[Task data — start]

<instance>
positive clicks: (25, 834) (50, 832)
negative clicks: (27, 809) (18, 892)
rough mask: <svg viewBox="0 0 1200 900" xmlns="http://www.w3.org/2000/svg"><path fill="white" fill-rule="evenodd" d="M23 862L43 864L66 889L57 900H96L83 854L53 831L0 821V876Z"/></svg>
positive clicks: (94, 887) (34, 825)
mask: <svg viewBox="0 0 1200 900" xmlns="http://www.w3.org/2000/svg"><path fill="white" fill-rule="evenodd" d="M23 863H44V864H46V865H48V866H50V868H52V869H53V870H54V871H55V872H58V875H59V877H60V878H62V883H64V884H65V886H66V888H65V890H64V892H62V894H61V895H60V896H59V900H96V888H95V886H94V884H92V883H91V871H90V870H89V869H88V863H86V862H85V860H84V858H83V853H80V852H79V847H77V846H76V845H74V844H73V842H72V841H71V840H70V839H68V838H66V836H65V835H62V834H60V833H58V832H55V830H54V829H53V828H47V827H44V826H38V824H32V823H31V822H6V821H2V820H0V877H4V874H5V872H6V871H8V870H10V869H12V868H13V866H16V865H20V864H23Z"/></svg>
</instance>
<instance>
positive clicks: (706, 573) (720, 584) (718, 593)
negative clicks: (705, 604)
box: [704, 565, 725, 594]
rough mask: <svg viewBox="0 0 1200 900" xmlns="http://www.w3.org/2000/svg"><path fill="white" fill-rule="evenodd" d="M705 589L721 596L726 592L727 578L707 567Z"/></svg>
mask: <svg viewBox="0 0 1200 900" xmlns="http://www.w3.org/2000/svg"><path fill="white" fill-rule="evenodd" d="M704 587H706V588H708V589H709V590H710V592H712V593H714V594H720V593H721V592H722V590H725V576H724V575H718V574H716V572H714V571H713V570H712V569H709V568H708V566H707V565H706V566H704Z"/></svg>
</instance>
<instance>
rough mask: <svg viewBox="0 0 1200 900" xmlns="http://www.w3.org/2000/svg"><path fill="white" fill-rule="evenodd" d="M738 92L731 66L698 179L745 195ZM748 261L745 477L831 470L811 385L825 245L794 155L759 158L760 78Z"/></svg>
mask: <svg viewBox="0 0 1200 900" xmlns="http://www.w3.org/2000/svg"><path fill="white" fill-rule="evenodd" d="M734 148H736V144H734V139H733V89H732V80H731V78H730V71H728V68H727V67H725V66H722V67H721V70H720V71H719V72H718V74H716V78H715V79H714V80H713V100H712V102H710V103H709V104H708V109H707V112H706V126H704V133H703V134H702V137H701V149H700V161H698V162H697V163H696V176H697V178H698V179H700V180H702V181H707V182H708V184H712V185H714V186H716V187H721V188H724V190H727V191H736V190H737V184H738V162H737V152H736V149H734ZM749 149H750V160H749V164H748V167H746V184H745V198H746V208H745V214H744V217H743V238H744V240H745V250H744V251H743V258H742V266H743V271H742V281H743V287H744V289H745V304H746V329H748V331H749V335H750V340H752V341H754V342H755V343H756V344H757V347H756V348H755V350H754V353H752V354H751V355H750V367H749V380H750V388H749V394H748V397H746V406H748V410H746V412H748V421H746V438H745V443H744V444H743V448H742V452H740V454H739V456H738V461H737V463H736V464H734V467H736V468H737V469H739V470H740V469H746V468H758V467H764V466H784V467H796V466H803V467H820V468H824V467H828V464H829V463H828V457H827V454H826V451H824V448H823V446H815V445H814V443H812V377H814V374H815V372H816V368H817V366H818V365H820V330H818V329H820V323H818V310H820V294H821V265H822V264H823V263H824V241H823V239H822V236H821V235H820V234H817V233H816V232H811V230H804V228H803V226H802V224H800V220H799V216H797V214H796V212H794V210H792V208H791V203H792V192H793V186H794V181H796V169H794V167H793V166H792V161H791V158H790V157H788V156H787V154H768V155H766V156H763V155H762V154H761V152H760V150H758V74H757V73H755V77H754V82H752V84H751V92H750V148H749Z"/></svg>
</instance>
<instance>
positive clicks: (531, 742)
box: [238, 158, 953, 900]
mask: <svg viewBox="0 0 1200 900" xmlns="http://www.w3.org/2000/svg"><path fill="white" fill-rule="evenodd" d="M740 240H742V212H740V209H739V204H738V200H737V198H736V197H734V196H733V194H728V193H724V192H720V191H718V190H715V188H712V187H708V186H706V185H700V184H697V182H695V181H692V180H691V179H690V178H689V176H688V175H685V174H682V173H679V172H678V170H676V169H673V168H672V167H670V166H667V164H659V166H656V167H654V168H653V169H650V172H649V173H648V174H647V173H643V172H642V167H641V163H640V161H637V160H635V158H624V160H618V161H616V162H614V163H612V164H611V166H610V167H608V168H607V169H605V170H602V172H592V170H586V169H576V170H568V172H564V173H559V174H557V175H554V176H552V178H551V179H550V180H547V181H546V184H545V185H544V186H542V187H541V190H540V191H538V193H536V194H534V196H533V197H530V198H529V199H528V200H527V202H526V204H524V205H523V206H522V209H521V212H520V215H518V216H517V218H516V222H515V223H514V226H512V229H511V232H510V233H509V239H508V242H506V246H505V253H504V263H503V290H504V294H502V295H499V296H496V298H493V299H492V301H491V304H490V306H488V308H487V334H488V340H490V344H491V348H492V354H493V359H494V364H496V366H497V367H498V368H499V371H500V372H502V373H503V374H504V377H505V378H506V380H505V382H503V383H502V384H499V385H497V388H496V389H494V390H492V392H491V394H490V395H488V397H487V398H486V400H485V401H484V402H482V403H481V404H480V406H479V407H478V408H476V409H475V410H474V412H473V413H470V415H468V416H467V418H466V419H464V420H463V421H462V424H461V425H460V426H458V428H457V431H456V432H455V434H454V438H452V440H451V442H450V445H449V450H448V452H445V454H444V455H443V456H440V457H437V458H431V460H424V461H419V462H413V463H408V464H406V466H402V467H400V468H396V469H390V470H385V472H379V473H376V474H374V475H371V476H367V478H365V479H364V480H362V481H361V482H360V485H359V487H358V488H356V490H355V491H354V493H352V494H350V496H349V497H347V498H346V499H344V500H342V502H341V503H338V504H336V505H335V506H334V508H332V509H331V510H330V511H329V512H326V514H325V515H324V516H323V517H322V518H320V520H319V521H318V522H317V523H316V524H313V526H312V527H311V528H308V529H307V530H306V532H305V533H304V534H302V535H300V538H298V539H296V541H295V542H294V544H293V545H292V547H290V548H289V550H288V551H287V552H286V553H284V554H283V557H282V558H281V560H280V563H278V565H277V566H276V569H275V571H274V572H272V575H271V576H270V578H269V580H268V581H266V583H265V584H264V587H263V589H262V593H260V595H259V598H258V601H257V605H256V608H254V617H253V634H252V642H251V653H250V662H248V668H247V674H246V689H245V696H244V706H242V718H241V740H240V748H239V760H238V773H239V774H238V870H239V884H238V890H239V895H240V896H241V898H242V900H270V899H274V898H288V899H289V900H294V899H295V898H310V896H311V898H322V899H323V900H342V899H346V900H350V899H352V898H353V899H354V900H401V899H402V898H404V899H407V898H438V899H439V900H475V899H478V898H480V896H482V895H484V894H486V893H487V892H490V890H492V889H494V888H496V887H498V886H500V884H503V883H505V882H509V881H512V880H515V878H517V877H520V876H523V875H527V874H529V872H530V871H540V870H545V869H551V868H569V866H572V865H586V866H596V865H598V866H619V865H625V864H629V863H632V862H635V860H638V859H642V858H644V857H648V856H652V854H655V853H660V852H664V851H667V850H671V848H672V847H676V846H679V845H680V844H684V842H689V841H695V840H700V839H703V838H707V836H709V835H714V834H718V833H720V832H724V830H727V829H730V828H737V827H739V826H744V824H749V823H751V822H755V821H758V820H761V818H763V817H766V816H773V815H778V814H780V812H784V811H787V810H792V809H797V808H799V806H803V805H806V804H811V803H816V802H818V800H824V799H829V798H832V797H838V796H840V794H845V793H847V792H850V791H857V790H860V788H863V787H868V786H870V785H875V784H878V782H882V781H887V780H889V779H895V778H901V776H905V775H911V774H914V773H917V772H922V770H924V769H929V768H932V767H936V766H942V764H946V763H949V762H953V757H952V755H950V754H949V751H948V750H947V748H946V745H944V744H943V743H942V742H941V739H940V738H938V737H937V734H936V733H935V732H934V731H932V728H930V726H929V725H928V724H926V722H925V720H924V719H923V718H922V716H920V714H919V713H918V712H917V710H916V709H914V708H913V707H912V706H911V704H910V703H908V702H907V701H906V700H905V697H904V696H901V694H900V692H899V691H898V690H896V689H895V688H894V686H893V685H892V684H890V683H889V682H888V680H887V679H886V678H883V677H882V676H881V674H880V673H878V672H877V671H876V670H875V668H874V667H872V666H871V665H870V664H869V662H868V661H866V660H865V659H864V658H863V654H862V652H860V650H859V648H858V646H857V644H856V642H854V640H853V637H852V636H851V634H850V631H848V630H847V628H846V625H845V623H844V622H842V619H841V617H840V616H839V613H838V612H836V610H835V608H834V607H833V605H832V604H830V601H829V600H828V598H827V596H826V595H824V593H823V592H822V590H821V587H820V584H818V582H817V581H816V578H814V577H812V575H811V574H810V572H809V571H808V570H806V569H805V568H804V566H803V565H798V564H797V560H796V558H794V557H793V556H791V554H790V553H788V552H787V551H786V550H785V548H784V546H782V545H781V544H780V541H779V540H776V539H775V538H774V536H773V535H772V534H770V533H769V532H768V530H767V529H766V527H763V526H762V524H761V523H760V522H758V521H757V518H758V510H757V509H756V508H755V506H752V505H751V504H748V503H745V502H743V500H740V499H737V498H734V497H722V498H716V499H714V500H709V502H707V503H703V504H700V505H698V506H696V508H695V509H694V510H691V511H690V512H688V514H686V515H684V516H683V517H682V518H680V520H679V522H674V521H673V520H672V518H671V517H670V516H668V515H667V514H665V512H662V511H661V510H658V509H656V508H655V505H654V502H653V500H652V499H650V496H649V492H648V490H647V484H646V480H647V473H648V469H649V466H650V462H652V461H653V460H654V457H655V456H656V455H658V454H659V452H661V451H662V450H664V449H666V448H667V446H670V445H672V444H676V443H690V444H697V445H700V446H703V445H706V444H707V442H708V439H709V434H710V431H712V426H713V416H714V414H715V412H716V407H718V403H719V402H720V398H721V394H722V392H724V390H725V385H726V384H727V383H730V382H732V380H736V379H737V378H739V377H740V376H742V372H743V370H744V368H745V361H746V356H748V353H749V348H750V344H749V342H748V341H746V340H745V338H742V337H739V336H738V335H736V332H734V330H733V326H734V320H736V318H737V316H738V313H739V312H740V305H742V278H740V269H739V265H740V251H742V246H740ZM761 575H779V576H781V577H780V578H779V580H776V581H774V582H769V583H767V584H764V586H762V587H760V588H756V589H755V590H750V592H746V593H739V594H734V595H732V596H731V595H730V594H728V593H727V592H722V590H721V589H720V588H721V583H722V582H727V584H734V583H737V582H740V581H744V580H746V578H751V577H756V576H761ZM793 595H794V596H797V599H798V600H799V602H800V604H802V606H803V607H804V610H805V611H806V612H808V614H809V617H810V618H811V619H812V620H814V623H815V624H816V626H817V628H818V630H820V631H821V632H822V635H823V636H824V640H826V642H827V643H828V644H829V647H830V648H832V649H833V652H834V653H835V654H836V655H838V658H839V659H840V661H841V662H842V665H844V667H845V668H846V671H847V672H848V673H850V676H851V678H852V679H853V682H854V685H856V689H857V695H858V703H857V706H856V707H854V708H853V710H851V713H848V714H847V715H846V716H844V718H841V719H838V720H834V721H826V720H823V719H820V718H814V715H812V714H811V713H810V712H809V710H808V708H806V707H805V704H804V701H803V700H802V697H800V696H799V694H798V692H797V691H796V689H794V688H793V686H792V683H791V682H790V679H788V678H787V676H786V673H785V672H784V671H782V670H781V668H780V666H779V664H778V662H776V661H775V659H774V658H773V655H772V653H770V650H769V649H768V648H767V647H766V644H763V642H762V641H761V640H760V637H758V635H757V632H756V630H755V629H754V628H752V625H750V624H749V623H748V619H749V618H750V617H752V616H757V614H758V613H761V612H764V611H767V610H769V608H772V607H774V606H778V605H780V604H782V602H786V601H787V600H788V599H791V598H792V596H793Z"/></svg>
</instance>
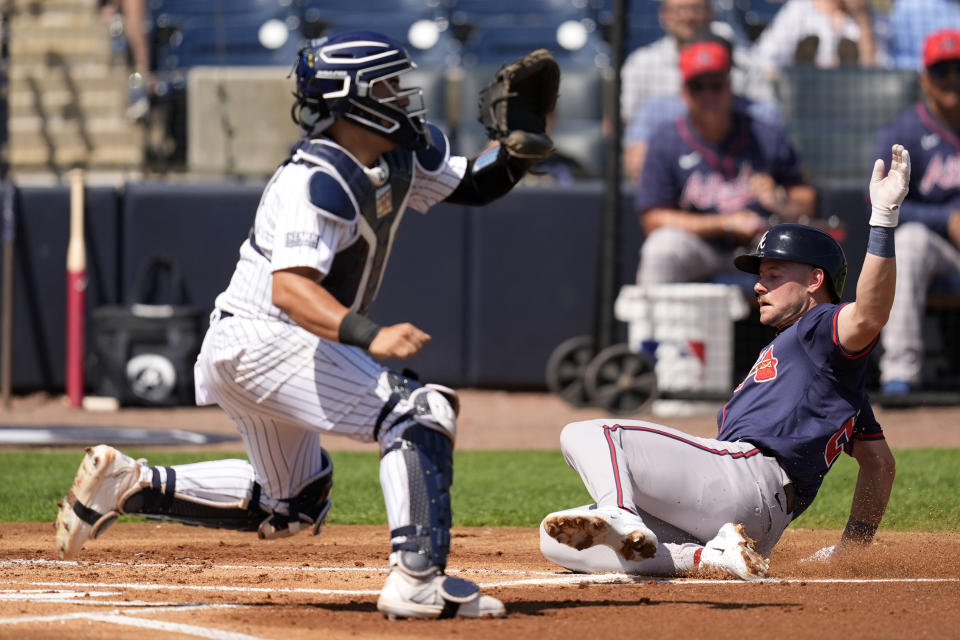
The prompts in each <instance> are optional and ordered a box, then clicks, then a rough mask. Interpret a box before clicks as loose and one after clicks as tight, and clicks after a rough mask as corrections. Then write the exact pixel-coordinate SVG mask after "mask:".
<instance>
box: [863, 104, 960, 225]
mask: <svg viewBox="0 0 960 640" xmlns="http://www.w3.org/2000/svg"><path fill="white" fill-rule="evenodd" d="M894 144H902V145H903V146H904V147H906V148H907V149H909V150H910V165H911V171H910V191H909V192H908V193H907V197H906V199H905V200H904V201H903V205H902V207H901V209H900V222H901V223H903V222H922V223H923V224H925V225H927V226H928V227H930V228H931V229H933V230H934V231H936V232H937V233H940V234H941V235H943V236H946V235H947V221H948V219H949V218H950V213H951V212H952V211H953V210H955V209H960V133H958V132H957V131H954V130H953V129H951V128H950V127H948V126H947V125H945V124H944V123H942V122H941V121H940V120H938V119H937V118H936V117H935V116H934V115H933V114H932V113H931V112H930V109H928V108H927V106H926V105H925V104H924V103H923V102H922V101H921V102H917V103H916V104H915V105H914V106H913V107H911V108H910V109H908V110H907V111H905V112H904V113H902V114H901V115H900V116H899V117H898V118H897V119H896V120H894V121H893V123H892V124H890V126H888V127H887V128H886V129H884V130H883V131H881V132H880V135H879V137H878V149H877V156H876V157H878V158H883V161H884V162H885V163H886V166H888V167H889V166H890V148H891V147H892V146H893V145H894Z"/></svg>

[Task data — finish]

Work instructions >> The lines holding the word "positive" are the answer. Pull them out of the records and copy them.

Answer section >>
positive clicks: (25, 834) (50, 832)
positive clicks: (94, 887) (34, 825)
positive clicks: (706, 573) (720, 584) (718, 593)
positive clicks: (531, 742)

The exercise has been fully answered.